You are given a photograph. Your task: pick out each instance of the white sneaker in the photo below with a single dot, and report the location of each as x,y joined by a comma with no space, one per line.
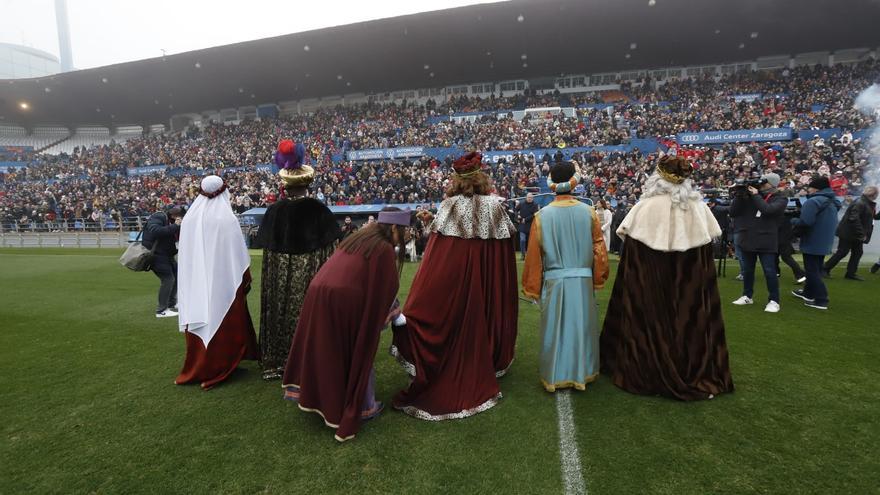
744,300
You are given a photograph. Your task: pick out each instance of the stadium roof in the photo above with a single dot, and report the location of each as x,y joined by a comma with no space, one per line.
481,43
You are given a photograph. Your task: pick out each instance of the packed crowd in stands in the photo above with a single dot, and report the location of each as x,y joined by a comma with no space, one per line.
92,184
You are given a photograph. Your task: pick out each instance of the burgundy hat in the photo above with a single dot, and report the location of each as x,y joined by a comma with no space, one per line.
820,183
468,164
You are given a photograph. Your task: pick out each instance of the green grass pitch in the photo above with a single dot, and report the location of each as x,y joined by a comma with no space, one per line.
87,405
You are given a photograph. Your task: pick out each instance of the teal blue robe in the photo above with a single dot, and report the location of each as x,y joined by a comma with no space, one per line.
566,233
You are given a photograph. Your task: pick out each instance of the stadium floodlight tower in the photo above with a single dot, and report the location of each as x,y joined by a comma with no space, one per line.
63,35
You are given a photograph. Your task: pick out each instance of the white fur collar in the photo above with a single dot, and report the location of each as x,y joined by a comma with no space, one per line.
660,225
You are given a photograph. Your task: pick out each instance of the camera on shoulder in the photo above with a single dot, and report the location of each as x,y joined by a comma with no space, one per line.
741,187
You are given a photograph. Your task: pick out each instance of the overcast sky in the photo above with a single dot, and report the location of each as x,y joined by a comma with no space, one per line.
105,32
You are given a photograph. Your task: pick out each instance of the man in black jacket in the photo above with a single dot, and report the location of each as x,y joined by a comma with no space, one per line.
757,214
526,211
161,231
616,219
854,230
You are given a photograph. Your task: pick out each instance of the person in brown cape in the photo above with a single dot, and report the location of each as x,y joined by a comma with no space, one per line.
462,309
664,332
329,369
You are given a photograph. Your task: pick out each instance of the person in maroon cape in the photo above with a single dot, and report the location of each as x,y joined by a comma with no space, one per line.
213,281
461,312
352,298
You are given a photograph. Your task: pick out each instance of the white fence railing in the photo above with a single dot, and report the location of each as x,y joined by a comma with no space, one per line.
64,239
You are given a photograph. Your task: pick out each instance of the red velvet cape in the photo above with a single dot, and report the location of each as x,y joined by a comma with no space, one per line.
337,336
234,341
461,327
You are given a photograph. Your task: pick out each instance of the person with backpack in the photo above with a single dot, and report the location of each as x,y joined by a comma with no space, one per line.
160,235
816,226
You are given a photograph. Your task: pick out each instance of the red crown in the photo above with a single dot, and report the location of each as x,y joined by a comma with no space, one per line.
286,147
468,163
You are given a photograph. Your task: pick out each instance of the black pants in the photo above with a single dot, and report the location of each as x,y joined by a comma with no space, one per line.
166,269
785,254
768,264
854,248
815,287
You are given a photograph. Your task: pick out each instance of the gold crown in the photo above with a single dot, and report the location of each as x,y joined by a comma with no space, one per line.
297,177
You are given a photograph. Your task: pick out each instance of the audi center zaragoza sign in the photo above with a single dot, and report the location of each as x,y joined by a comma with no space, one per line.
737,136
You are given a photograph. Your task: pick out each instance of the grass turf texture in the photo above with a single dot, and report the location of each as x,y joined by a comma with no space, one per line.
88,405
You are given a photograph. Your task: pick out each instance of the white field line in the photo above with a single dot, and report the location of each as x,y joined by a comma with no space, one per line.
570,459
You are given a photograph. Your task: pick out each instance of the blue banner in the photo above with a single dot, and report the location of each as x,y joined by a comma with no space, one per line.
386,153
737,136
747,97
7,166
152,169
599,106
496,156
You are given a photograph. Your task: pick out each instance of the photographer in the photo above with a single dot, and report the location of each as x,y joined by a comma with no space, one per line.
854,230
757,213
160,235
816,224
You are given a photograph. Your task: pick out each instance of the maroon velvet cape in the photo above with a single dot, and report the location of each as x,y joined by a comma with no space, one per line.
234,341
337,336
461,327
663,332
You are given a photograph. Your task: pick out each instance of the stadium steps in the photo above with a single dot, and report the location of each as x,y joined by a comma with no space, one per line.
613,96
53,143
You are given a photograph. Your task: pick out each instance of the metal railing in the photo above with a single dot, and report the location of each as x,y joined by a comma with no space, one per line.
129,224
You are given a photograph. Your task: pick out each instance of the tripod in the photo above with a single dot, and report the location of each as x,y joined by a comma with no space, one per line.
722,255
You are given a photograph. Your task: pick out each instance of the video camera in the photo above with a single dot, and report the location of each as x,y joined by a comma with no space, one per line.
740,187
716,196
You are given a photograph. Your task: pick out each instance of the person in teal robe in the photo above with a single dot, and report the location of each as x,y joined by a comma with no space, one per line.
566,261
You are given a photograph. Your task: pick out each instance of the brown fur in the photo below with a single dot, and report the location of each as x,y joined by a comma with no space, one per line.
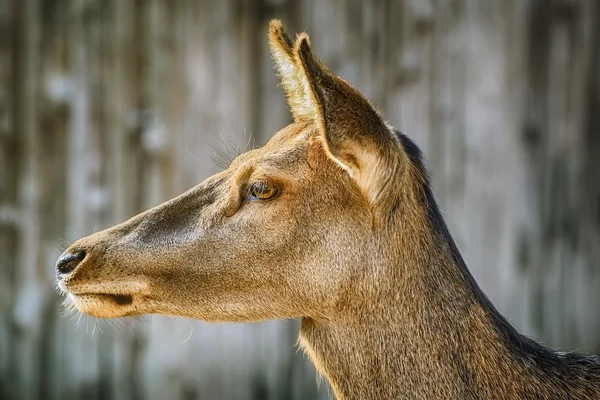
353,244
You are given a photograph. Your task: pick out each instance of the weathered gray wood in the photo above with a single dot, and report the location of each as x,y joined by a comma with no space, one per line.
109,107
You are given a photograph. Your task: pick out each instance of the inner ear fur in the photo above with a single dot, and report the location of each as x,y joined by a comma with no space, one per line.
354,134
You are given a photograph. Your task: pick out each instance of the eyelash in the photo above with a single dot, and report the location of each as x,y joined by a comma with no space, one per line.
265,187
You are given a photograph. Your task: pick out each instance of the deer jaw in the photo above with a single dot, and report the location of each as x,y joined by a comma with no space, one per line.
216,254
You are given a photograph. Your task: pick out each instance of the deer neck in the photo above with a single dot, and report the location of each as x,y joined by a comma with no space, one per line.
426,331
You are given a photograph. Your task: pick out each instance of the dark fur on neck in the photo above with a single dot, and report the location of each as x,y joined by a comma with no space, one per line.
455,344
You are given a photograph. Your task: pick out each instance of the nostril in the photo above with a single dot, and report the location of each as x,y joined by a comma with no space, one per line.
69,261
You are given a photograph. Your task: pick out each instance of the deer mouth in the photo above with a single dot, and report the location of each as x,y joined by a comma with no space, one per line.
99,302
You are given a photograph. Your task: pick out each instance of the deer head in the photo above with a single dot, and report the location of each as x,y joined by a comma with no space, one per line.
326,221
283,232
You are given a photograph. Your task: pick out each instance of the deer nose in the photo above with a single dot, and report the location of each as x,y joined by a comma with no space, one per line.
67,262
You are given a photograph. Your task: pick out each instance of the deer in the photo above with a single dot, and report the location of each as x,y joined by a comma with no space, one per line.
334,222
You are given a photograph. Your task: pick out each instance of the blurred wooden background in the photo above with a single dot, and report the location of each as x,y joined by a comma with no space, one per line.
108,107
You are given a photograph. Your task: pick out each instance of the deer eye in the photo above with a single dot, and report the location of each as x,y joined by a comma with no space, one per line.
263,190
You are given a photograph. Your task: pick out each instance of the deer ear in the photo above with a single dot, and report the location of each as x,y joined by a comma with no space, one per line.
354,134
290,73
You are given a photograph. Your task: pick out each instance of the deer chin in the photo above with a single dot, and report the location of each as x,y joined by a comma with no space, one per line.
105,303
102,305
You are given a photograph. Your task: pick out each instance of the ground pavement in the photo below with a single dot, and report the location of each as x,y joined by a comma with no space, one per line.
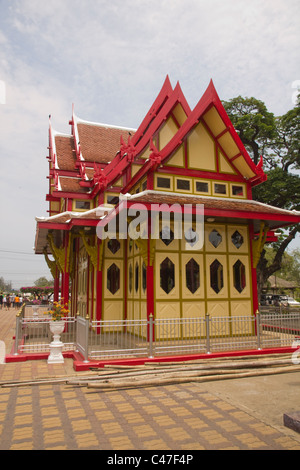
240,414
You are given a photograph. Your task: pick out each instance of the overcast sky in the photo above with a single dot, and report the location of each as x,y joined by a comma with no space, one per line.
110,59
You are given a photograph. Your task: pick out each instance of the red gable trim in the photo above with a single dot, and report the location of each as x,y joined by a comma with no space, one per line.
163,95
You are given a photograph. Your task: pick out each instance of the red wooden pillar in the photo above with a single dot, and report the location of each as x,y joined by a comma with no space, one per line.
56,286
66,275
255,299
99,283
150,279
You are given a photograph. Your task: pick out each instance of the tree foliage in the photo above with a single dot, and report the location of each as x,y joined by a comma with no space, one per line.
276,139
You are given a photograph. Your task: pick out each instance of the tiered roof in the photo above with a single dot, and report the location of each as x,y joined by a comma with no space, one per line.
95,157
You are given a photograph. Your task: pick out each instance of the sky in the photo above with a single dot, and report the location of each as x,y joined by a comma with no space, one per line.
110,59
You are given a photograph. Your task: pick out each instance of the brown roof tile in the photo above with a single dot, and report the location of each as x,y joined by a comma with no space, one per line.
65,152
99,143
71,185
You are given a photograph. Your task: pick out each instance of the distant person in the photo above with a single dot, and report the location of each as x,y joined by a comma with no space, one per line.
17,301
8,302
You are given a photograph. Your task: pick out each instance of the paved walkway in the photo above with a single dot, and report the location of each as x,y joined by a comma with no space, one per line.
232,414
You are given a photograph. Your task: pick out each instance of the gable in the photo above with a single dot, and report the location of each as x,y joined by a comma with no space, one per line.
201,150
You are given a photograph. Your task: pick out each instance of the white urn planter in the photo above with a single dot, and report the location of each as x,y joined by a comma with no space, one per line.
55,356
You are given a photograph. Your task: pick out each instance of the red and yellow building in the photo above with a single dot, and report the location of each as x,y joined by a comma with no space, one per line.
176,156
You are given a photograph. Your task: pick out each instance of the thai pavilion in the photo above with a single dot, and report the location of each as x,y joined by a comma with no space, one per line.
177,157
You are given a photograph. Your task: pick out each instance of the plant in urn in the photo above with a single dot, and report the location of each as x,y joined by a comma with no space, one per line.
57,324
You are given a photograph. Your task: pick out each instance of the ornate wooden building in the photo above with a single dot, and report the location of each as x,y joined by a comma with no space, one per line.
176,156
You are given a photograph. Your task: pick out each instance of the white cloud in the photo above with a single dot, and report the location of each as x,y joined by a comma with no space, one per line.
110,59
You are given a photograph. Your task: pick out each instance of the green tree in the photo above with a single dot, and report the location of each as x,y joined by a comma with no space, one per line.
276,139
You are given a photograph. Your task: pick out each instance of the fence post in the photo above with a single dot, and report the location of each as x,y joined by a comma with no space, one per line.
257,316
86,345
150,354
18,332
207,333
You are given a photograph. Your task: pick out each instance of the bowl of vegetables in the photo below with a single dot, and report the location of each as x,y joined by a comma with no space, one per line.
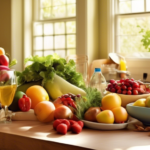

* * * *

■ **What you are asked to do**
Count the lines in the listing above that contain the word "grass", and give only that number.

■ **Answer for this exercise**
2